■ **PROBLEM TO SOLVE**: Render every one of the lines below as a Markdown table with two columns, Row and Line. Number each row and leave out blank lines.

■ **TASK DATA**:

········

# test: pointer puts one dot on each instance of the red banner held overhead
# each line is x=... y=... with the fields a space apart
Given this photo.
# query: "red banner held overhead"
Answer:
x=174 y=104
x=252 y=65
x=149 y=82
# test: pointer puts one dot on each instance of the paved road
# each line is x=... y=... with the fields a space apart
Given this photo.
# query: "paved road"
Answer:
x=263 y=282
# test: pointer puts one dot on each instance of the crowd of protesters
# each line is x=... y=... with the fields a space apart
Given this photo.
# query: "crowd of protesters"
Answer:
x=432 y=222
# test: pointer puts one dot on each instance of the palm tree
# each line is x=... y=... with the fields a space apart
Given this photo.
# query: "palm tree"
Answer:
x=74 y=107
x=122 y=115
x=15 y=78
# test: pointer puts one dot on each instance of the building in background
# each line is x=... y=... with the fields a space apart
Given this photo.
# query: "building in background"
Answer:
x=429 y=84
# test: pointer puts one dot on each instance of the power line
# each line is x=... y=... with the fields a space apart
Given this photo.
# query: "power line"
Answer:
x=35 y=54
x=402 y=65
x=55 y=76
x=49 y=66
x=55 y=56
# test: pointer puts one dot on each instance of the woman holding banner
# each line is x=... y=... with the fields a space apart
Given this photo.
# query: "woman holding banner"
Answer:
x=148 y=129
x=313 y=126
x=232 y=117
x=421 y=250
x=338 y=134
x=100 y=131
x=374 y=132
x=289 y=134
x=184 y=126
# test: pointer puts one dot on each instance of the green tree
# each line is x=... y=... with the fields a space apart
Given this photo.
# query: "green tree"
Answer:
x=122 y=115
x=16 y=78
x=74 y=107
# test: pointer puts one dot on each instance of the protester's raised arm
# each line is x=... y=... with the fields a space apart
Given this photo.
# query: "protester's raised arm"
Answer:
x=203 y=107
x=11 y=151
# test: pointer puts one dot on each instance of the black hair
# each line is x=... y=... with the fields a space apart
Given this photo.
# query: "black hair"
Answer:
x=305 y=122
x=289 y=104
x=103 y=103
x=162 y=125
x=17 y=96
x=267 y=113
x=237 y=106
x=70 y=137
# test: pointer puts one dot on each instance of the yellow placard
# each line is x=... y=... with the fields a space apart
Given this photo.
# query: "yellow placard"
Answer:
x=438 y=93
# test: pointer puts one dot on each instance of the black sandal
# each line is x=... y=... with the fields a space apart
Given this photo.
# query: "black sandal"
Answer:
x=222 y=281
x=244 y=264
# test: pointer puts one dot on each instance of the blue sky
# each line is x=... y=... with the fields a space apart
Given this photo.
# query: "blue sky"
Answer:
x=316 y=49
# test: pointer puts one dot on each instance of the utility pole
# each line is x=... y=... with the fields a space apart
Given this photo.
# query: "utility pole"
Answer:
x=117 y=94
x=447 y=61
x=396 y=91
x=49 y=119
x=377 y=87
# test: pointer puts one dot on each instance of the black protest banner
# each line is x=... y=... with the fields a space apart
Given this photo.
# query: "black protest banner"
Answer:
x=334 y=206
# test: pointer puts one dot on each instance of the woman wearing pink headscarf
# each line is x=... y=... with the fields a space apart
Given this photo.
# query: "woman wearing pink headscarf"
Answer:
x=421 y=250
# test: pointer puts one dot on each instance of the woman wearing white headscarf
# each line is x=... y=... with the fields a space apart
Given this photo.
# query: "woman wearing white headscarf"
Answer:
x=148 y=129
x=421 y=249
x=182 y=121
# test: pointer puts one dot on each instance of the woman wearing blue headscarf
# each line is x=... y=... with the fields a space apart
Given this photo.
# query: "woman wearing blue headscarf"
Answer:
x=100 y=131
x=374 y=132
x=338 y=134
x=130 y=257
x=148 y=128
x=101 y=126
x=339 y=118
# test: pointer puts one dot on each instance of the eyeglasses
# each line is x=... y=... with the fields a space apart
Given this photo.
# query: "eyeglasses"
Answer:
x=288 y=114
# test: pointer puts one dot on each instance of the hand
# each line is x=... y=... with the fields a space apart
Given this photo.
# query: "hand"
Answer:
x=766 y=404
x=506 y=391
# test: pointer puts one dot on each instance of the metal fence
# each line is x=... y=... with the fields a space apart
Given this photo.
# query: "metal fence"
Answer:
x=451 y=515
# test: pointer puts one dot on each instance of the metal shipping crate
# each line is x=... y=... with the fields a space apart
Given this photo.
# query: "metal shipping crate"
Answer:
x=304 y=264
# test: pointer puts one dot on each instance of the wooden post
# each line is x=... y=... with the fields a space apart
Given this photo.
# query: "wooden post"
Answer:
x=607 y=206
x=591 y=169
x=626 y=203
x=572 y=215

········

■ **TASK RESPONSE**:
| Row | Line |
|---|---|
| 1 | # test: pointer puts one dot on each instance of the red banner held overhead |
| 2 | # each line is x=... y=... with the fields a space apart |
| 3 | Given this photo. |
| 4 | # query: "red banner held overhead" |
| 5 | Answer: |
| 6 | x=174 y=104 |
| 7 | x=252 y=65 |
| 8 | x=149 y=82 |
| 9 | # test: pointer puts one dot on each instance of the paved road |
| 10 | # each line is x=... y=... with the fields a space apart |
| 11 | Given this photo. |
| 12 | # query: "paved road" |
| 13 | Answer: |
| 14 | x=263 y=282 |
| 15 | # test: pointer puts one dot on each instance of the crowd of protesters |
| 16 | # each line is x=... y=... with the fields a space apart |
| 17 | Given this photo. |
| 18 | # query: "crowd of protesters" |
| 19 | Answer: |
| 20 | x=432 y=222 |
| 21 | # test: pointer puts one dot on each instance of the palm tree |
| 22 | # each line is x=... y=... with the fields a space apart |
| 23 | Given this photo. |
| 24 | # query: "palm tree" |
| 25 | Answer: |
| 26 | x=74 y=107 |
| 27 | x=122 y=115 |
| 28 | x=15 y=78 |
| 29 | # test: pointer puts one dot on each instance of the building in background |
| 30 | # each line is x=... y=... with the fields a space apart |
| 31 | Given this photo. |
| 32 | # query: "building in background" |
| 33 | Answer: |
| 34 | x=429 y=84 |
| 35 | # test: pointer puts one dot on each instance of the power line |
| 36 | # each line is x=... y=... with the fields a space apart |
| 37 | Given this photo. |
| 38 | # query: "power line" |
| 39 | Answer: |
| 40 | x=35 y=54 |
| 41 | x=402 y=65 |
| 42 | x=55 y=76 |
| 43 | x=49 y=66 |
| 44 | x=55 y=56 |
| 45 | # test: pointer puts one dot on each instance of the woman holding banner |
| 46 | # each line is x=... y=... with the fields a space apart |
| 47 | Given this photo. |
| 48 | # query: "woman holding banner" |
| 49 | Answer: |
| 50 | x=148 y=129 |
| 51 | x=313 y=126 |
| 52 | x=232 y=117 |
| 53 | x=421 y=250 |
| 54 | x=338 y=134 |
| 55 | x=100 y=131 |
| 56 | x=374 y=132 |
| 57 | x=289 y=134 |
| 58 | x=184 y=126 |
| 59 | # test: pointer puts one dot on each instance of the green tree |
| 60 | # each line is x=... y=... with the fields a space apart |
| 61 | Given this photo. |
| 62 | # query: "green tree" |
| 63 | Answer: |
| 64 | x=122 y=115 |
| 65 | x=16 y=78 |
| 66 | x=74 y=107 |
| 67 | # test: pointer puts one dot on each instance of the protester's raised arm |
| 68 | # each line is x=... y=... with the fields a space apart |
| 69 | Given this photo. |
| 70 | # query: "protester's raised arm" |
| 71 | Answer: |
| 72 | x=203 y=107 |
| 73 | x=11 y=151 |
| 74 | # test: pointer puts one dot on each instance of the black hair |
| 75 | # each line is x=... y=... with the fields a space apart |
| 76 | Given this photo. |
| 77 | # query: "black hair" |
| 78 | Answer: |
| 79 | x=305 y=122 |
| 80 | x=289 y=104 |
| 81 | x=103 y=103 |
| 82 | x=162 y=125 |
| 83 | x=17 y=96 |
| 84 | x=267 y=113 |
| 85 | x=237 y=106 |
| 86 | x=70 y=137 |
| 87 | # test: pointer puts one dot on each instance of the yellow placard |
| 88 | # each line is x=... y=... with the fields a space apart |
| 89 | Given this photo. |
| 90 | # query: "yellow placard" |
| 91 | Answer: |
| 92 | x=438 y=93 |
| 93 | # test: pointer puts one dot on each instance of the black sandal |
| 94 | # each line is x=... y=... with the fields a space apart |
| 95 | Given this photo. |
| 96 | # query: "black sandal" |
| 97 | Answer: |
| 98 | x=222 y=281 |
| 99 | x=244 y=264 |
| 100 | # test: pointer puts one dot on each instance of the blue sky |
| 101 | # each line is x=... y=... with the fields a space apart |
| 102 | Given this photo. |
| 103 | # query: "blue sky" |
| 104 | Answer: |
| 105 | x=316 y=49 |
| 106 | # test: pointer puts one dot on each instance of the utility pole |
| 107 | # each line is x=... y=... with the fields a space apart |
| 108 | Given this photo. |
| 109 | # query: "utility pole" |
| 110 | Answer: |
| 111 | x=117 y=94 |
| 112 | x=447 y=61 |
| 113 | x=396 y=91 |
| 114 | x=49 y=119 |
| 115 | x=377 y=87 |
| 116 | # test: pointer puts one dot on each instance of the black protest banner |
| 117 | # each line is x=... y=... with the fields a space apart |
| 118 | Given this photo. |
| 119 | # query: "black protest banner" |
| 120 | Answer: |
| 121 | x=334 y=206 |
| 122 | # test: pointer puts one dot on each instance of the woman wearing pink headscarf |
| 123 | # each line is x=... y=... with the fields a space apart |
| 124 | Given this photo. |
| 125 | # query: "woman wearing pink headscarf" |
| 126 | Answer: |
| 127 | x=421 y=250 |
| 128 | # test: pointer puts one dot on each instance of the woman wearing white headscarf |
| 129 | # each line is x=... y=... with the fields a space apart |
| 130 | Given this photo. |
| 131 | # query: "woman wearing white headscarf" |
| 132 | Answer: |
| 133 | x=148 y=129 |
| 134 | x=421 y=249 |
| 135 | x=182 y=121 |
| 136 | # test: pointer puts one dot on each instance of the woman wearing blue headscarf |
| 137 | # each line is x=... y=... with the fields a space apart |
| 138 | Given this photo. |
| 139 | # query: "woman wearing blue headscarf" |
| 140 | Answer: |
| 141 | x=100 y=131 |
| 142 | x=374 y=132 |
| 143 | x=338 y=134 |
| 144 | x=130 y=257 |
| 145 | x=148 y=128 |
| 146 | x=101 y=126 |
| 147 | x=339 y=118 |
| 148 | # test: pointer puts one dot on each instance of the eyeglasses |
| 149 | # each line is x=... y=... with the fields a space apart |
| 150 | Given this photo. |
| 151 | # query: "eyeglasses" |
| 152 | Answer: |
| 153 | x=288 y=114 |
| 154 | # test: pointer puts one dot on each instance of the hand |
| 155 | # each line is x=... y=... with the fields a space apart |
| 156 | Given this photo. |
| 157 | # query: "hand" |
| 158 | Answer: |
| 159 | x=766 y=404 |
| 160 | x=506 y=391 |
| 161 | # test: pointer puts one dot on each instance of the metal fence |
| 162 | # each line is x=... y=... with the fields a space apart |
| 163 | Given this photo. |
| 164 | # query: "metal fence" |
| 165 | Answer: |
| 166 | x=451 y=515 |
| 167 | # test: pointer puts one dot on each instance of the metal shipping crate |
| 168 | # each line is x=... y=... with the fields a space apart |
| 169 | Given this photo. |
| 170 | # query: "metal shipping crate" |
| 171 | Answer: |
| 172 | x=304 y=264 |
| 173 | # test: pointer puts one dot on each instance of the wooden post |
| 174 | # each line is x=... y=... with the fields a space apart |
| 175 | Given this photo. |
| 176 | # query: "wooden post" |
| 177 | Answer: |
| 178 | x=607 y=206 |
| 179 | x=591 y=169 |
| 180 | x=626 y=203 |
| 181 | x=572 y=215 |